WHAT THE EXERCISE ASKS: Give back every line of the data, word for word.

RECORDS FOR THIS EXERCISE:
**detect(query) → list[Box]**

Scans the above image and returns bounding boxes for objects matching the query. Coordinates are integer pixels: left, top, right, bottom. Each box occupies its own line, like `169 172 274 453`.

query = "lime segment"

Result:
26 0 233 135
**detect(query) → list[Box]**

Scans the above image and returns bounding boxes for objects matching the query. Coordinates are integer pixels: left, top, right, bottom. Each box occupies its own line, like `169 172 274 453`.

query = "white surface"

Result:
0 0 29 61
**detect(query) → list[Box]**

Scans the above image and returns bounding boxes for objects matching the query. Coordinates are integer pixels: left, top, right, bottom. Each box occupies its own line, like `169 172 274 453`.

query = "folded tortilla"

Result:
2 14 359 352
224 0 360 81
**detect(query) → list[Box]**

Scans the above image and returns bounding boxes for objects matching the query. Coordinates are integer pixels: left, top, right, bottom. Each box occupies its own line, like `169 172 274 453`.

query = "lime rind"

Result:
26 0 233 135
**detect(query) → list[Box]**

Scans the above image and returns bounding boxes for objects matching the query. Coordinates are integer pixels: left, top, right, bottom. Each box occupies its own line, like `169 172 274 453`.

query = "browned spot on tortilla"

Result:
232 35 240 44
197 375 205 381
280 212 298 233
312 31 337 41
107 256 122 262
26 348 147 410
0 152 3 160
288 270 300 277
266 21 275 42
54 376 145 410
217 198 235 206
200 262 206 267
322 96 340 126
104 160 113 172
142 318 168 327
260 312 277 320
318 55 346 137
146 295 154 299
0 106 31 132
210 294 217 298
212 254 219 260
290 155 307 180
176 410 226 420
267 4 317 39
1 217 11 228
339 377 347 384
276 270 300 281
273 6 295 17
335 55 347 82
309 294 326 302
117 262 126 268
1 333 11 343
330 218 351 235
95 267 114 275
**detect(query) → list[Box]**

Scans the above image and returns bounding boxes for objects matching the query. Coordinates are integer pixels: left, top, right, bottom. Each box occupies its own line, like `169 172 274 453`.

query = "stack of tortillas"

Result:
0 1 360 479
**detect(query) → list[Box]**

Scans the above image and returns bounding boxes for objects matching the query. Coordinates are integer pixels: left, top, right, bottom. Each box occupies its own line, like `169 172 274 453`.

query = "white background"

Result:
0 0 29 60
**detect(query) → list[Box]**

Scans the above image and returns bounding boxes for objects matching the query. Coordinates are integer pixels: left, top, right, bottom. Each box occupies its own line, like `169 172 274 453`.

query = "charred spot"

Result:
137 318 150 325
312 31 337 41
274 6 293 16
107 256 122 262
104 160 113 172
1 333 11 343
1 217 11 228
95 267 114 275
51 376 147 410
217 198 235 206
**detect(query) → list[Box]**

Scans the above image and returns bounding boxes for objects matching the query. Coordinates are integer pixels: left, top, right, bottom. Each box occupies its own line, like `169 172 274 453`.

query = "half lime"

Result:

REPLY TO THE TASK:
**detect(query) → list[Box]**

Scans the above image and returns bounding boxes for objects matching the query. Coordinates are integer pixels: left, top, right, bottom. Each box occupies its own line, like `169 172 274 453`.

query = "lime segment"

Result:
26 0 233 135
**detect(query) → list[Box]**

Scans the above image and returns bounding boxes for objects matching the query. Coordinates are integer pixels: left, top, right, bottom. Each box occupies its own line, like `169 172 274 453`.

query = "white surface"

Result:
0 0 29 61
**detect(query) → list[Box]**

Scans the above image and returns bounding boxes for objects matching the query. Coordinates are integer pixels: left, top, right, bottom. Each box occupies its own line, like `169 172 274 453`.

query = "folded tortilla"

Result:
2 14 359 352
224 0 360 81
**detect(query) → list[Box]**

Scans the above image and returns bounding boxes for objects matching the query. Coordinates are integer pixels: left, top, right, bottom. Each box occupies its own line, like `169 172 274 453`.

query = "lime rind"

Result:
26 0 233 135
**detect(query) → list[Box]**

Scans the above image and returns bounding boxes for objects matching the query. Coordinates are integer pixels: left, top, right, bottom. Each box occupies its own line, like `169 172 274 453`.

query = "browned spot on tortilla"

Result:
232 35 240 44
197 375 205 381
280 212 298 233
312 31 337 41
107 256 122 262
26 348 147 410
0 152 3 160
288 270 300 277
266 21 275 42
54 376 145 410
217 198 235 206
200 262 206 267
322 96 340 126
104 160 113 172
142 318 168 327
260 312 277 320
318 55 346 137
146 295 154 299
0 106 31 132
210 294 217 298
212 254 219 260
290 155 307 180
176 410 226 420
267 4 317 39
1 217 11 228
339 377 347 384
276 270 300 281
273 6 295 17
335 55 347 82
309 294 326 302
117 262 126 268
1 333 11 343
330 218 351 235
95 267 114 275
**detect(query) → list[Box]**

Scans the above image and returns bounding boxes for objects matching the query. Coordinates are integer pixels: left, top, right, bottom. Each box occupies its own line, like `169 172 274 453`.

query = "stack of tortillas"

Result:
0 1 360 479
**detect(query) → list[Box]**

Scans the above image and returns bounding boxes for objects matching the query. Coordinates are integer pixels: left, top, right, bottom. Each box occupies its own line, like `169 172 274 453`.

query = "white background"

Result:
0 0 29 60
**detect(query) → list[Box]**

Scans the above image and returns bounding boxes for objects matching the query. Coordinates are integer pixels: left, top, right, bottom. Each box occupies its own line, like `169 172 274 453`.

query = "charred spot"

Result:
137 318 150 325
312 31 337 41
274 6 293 16
107 256 122 262
104 160 113 172
1 333 11 343
1 217 11 228
95 267 114 275
51 376 147 410
217 198 235 206
**detect(query) → list[Box]**

Scans the above image and returns bounding boxes for objects matching the query. Coordinates are integer pixels: left, top, right, bottom. Each box occupies its own line, like `169 172 274 453`.

query = "half lime"

Result:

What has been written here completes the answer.